Exercises
(a) Answer these questions from the interview about balancing product work and marketing:
(i) What does Ramsri work on when bored of courses?
(ii) Which tax does Ramsri say must be paid if a SaaS has even one European customer?
(iii) Which product does Florian ask about at the end?
(b) Continue the interview about balancing product work and marketing, beginning right after Florian's last question.

Excerpt
Florian: How do you balance building products and marketing? Being on social media, how do you balance that? Is that very deliberate? Is it more how you feel on each day?

Ramsri: It is a blend. Some people follow a marketing week and building week structure, but generally so far I have not done anything like that. For me, everything is blended. For example, if I have implemented most features for SaaS and I have time, I go and update a course or create a new course. When I am bored of courses, I work on SaaS updates because people will be emailing and there will be some consistent themes that people are asking for. The other thing that I do is whatever I encounter, whether it is understanding payments with Stripe or how to do something in no-code tools like Bubble.io, whatever I struggled with today, I will post it tomorrow into a blog post or a Twitter thread or LinkedIn post. What I realized is that if with ten years of experience I struggle through something, then I know that at least beginners have something to learn from that. Although, I might look stupid sometimes not understanding the taxes in Stripe, I still go ahead and ask. I realized recently that even if you have a SaaS operating out of US and have nothing to do with Europe, you still have to collect and report taxes if you have one European customer even for some of the countries. You have to pay VAT, at least register online and pay and that was not obvious to me. There are so many things like that, even Whisper. Once I used it in production for some outputs and it was so bad that you cannot even imagine how these two, three sentences were randomly generated by Whisper. I tell people that we found five videos which were fine to listen to, but Whisper did very bad on them. I tell people about things that only a practitioner would know.

Florian: Let us talk about Supertranslate. What is Supertranslate? Who is using it? How do you see traction? Where do you see traction?

Information
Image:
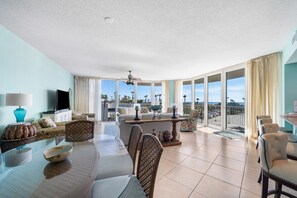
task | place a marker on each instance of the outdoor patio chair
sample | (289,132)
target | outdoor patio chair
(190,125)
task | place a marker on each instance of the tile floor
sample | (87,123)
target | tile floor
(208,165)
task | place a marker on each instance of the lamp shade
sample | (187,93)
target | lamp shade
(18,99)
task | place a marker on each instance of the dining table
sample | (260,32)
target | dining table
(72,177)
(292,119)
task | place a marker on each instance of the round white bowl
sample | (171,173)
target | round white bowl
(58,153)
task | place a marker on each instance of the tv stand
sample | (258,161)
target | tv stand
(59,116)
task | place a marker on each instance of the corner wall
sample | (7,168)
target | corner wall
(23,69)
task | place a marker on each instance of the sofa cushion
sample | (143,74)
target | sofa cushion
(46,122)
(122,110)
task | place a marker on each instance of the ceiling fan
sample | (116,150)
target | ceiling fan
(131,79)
---
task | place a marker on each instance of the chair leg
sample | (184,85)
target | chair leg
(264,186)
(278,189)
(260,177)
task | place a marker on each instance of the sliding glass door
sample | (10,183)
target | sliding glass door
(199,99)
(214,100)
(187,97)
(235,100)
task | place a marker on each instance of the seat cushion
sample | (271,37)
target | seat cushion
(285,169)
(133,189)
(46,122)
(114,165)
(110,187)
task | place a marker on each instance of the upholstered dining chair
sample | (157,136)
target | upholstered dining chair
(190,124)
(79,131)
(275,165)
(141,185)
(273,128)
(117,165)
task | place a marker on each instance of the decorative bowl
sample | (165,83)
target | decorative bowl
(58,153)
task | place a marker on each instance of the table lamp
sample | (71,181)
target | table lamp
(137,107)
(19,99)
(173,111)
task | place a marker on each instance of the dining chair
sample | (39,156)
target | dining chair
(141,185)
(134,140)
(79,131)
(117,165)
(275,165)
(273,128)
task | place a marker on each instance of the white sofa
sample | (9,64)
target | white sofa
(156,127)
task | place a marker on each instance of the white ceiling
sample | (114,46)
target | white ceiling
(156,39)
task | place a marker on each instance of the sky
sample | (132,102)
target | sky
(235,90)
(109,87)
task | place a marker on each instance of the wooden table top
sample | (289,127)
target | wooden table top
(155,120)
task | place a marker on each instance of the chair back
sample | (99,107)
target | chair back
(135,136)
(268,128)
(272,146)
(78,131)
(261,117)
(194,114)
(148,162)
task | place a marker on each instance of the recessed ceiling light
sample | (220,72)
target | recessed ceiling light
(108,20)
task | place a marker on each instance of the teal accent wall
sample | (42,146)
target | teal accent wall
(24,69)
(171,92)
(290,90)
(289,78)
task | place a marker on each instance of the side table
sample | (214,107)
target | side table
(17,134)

Results of the exercise
(a)
(i) SaaS updates
(ii) VAT
(iii) Supertranslate

(b)
Ramsri: In short, Supertranslate, as of today is a one-click subtitling app. No matter whether your audio or video is in 100 plus languages, you can subtitle in English in one click. People do not understand the whole of it. Coming from localization industry, you would be aware that there are guidelines. It should not exceed certain characters and the split should happen not abruptly, but where there is a conjunction, so that it is smooth. The other thing is speaker diarization and identifying different speakers or word level timestamps. Subtitling itself has quite a lot of nuances beyond getting the transcription. How do you split the transcription perfectly with split length taken into account and other things? Once Whisper came out, we realized that there is a new wave of subtitling that you can do with Whisper. If you wanted to convert any video or audio from French to English, you previously had to do French speech-to-text, then a translation, and then you would get the subtitles. What Whisper did, which was revolutionary, was one-click translation directly from any language to English without any intermediary translation engine. It was about time to leverage this one-click direct translation as well as the accuracy of Whisper and build on top of this. The end goal is much bigger, which is to build one-click motion graphics for short form creators. For example, you might have seen these videos where text appears as motion graphics popping up, zooming in, sliding, things like that. Can you do that in one click? If you give me a short form video that you are posting on Instagram, I can give an output video with subtitles that have Whisper’s accuracy, but with animations that are overlaid. You do not need to edit for 2 hours to get those kind of animations, rather you have one-click motion graphic subtitles.

Florian: Whisper is an open source model, so how does it do the quote-unquote translation? Is it all baked into the giant model? Or do they have an additional machine translation step? Do you know how that is done?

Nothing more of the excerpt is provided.